(Location identification entries)

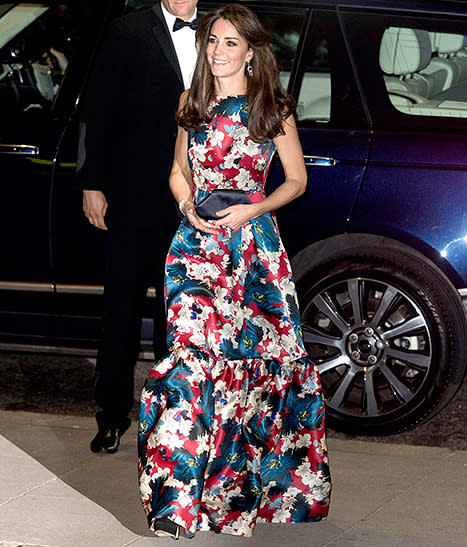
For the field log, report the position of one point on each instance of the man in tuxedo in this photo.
(127, 138)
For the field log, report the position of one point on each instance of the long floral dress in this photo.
(231, 423)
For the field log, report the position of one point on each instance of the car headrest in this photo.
(449, 43)
(404, 50)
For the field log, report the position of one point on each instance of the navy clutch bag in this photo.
(217, 200)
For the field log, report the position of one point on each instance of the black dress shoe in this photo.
(108, 437)
(166, 528)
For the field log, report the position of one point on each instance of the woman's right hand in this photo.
(188, 209)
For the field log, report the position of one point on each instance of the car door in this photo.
(44, 51)
(333, 131)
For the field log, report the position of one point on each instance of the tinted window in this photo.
(326, 87)
(413, 70)
(425, 72)
(37, 42)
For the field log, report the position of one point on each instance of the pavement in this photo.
(55, 493)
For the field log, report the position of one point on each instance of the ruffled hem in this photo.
(224, 444)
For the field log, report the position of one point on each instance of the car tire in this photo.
(388, 332)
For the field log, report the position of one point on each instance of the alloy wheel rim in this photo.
(372, 344)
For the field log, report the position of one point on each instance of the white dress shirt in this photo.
(184, 43)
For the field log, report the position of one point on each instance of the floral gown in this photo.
(231, 422)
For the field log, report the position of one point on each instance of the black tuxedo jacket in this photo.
(127, 129)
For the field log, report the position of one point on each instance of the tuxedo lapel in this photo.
(162, 35)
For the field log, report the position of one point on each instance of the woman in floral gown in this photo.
(231, 424)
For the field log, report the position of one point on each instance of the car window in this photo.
(37, 42)
(285, 28)
(412, 69)
(326, 88)
(425, 72)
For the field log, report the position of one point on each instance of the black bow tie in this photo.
(179, 23)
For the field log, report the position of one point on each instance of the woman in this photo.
(231, 425)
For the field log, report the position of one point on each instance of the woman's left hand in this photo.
(237, 215)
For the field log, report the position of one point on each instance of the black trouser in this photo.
(135, 261)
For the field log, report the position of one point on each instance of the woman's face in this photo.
(227, 52)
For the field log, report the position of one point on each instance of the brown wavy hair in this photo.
(268, 103)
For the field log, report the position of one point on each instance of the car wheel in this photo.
(388, 333)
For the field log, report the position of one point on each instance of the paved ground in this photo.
(61, 384)
(55, 493)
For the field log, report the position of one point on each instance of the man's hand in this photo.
(95, 207)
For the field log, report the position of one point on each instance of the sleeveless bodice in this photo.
(223, 155)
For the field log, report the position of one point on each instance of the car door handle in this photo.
(315, 161)
(24, 149)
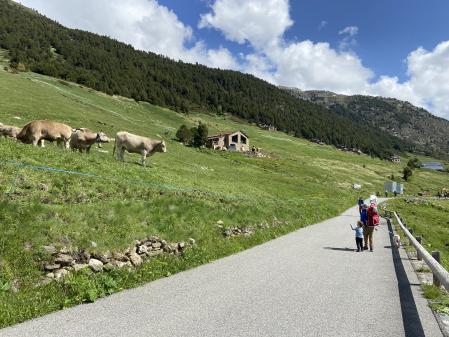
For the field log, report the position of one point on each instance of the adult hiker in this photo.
(372, 223)
(360, 202)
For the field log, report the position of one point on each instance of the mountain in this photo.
(41, 45)
(427, 133)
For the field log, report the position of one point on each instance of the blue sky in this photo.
(392, 48)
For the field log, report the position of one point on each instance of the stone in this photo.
(135, 259)
(142, 249)
(80, 266)
(120, 257)
(95, 265)
(51, 267)
(156, 245)
(60, 274)
(50, 249)
(64, 259)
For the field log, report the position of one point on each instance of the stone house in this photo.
(231, 141)
(395, 159)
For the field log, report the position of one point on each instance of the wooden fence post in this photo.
(436, 256)
(418, 254)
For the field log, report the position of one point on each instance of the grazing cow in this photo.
(83, 139)
(137, 144)
(9, 131)
(36, 132)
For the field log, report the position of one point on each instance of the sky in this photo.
(385, 48)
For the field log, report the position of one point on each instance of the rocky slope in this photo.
(428, 133)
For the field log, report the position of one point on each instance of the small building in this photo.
(392, 187)
(231, 141)
(395, 159)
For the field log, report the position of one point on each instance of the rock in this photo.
(95, 265)
(155, 252)
(80, 266)
(103, 257)
(50, 249)
(120, 257)
(142, 249)
(135, 259)
(60, 274)
(156, 245)
(51, 267)
(64, 250)
(64, 259)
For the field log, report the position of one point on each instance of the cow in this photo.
(83, 139)
(9, 131)
(36, 132)
(137, 144)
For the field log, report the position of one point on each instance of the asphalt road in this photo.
(308, 283)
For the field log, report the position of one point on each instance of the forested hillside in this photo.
(427, 133)
(41, 45)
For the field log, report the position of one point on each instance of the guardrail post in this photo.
(418, 254)
(436, 256)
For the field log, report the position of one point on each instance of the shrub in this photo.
(184, 134)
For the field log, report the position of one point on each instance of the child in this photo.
(358, 235)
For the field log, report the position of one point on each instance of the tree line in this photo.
(41, 45)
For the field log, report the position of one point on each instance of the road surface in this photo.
(308, 283)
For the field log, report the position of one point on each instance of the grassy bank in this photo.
(181, 195)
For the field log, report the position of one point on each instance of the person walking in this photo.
(358, 236)
(360, 203)
(372, 223)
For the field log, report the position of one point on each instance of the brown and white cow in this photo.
(137, 144)
(9, 130)
(83, 139)
(36, 132)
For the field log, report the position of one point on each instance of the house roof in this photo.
(228, 133)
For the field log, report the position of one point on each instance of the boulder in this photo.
(50, 249)
(95, 265)
(60, 274)
(64, 259)
(51, 267)
(80, 266)
(135, 259)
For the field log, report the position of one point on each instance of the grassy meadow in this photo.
(181, 194)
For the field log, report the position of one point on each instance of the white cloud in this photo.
(348, 40)
(259, 22)
(145, 24)
(350, 30)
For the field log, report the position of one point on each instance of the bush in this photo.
(407, 173)
(200, 136)
(184, 134)
(414, 163)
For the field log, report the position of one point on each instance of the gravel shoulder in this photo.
(308, 283)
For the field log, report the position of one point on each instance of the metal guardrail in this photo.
(439, 273)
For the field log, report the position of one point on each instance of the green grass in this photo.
(181, 194)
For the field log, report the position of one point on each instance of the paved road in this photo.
(308, 283)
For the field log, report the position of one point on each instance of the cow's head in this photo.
(162, 147)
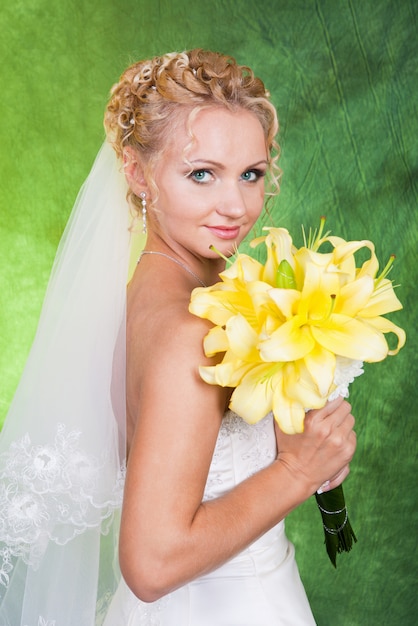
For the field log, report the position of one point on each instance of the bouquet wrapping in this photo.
(294, 332)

**Stated exercise:** Write out, word for word, the line containing "guardrail in this photo." and each line after it to the end of the data, and nothing more. Drop the pictures.

**Task answer:**
For the field log, report the position of one point on each instance of the metal guardrail in this photo.
(439, 273)
For the field log, report the position of one point on each instance of the green grass in this photo.
(181, 194)
For the field log, report the position of one point on each instance of the paved road in this photo.
(308, 283)
For the field log, report the position of one point on each instance of the cow's head in this photo.
(162, 147)
For the field log, report the position of one point on each instance of the bouquet wrapping in this photo.
(294, 332)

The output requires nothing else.